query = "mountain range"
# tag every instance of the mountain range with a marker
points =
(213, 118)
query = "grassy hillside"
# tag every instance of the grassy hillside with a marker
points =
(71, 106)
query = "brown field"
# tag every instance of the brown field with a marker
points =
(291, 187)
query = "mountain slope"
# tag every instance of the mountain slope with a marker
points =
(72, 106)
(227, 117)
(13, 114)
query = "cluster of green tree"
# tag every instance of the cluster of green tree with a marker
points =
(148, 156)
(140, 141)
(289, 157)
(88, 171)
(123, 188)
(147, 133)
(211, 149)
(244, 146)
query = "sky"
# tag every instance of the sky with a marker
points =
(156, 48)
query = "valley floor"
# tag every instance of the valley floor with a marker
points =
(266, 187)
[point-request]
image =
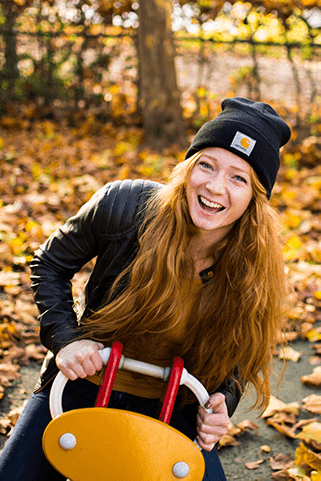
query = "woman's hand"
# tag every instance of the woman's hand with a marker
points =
(211, 427)
(80, 359)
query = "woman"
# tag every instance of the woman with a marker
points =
(193, 268)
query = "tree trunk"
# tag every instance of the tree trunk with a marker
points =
(159, 93)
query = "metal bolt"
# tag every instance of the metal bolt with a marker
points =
(67, 441)
(180, 470)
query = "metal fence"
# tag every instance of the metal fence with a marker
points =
(60, 73)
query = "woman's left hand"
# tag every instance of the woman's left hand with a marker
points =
(211, 427)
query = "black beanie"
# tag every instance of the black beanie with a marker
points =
(251, 130)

□ □ □ □ □ □ □

What you will do => Copy the listing above line for line, without the pictures.

Answer for the task =>
query = "mountain range"
# tag every instance of the mountain range with a marker
points =
(213, 118)
query = "grassy hillside"
# tag every instance of the grassy hillside with a marker
points =
(71, 106)
query = "brown field"
# tag every instance of the brown field with a marker
points =
(291, 187)
query = "mountain slope"
# tag every instance of the mountain slope with a marker
points =
(72, 106)
(227, 117)
(13, 114)
query = "cluster of green tree"
# tag every instance of the cluster of green tree with a marker
points =
(148, 156)
(140, 141)
(289, 157)
(88, 171)
(123, 188)
(147, 133)
(211, 149)
(244, 146)
query = "sky"
# tag every instance of the sky with a marker
points =
(156, 48)
query = "valley floor"
# tag every instance of the valley floor with a marker
points =
(266, 187)
[point-request]
image =
query = "woman's hand"
# tag every instance of the woman's hand with a marker
points =
(211, 427)
(80, 359)
query = "woman"
# tag every instance of the woman with a marker
points =
(193, 268)
query = "tree trunk"
# tag every instance of the tree trunk with a marker
points =
(159, 93)
query = "metal bolt"
# tag every instance of the metal bolt with a marker
points =
(67, 441)
(180, 470)
query = "metal fence"
# tag every instance of the metal fence with a marker
points =
(60, 73)
query = "woman's left hand"
# tag every instance of the woman's left hand with a marker
points =
(211, 427)
query = "black beanie"
# tag every instance of the black beanie with a marker
points =
(251, 130)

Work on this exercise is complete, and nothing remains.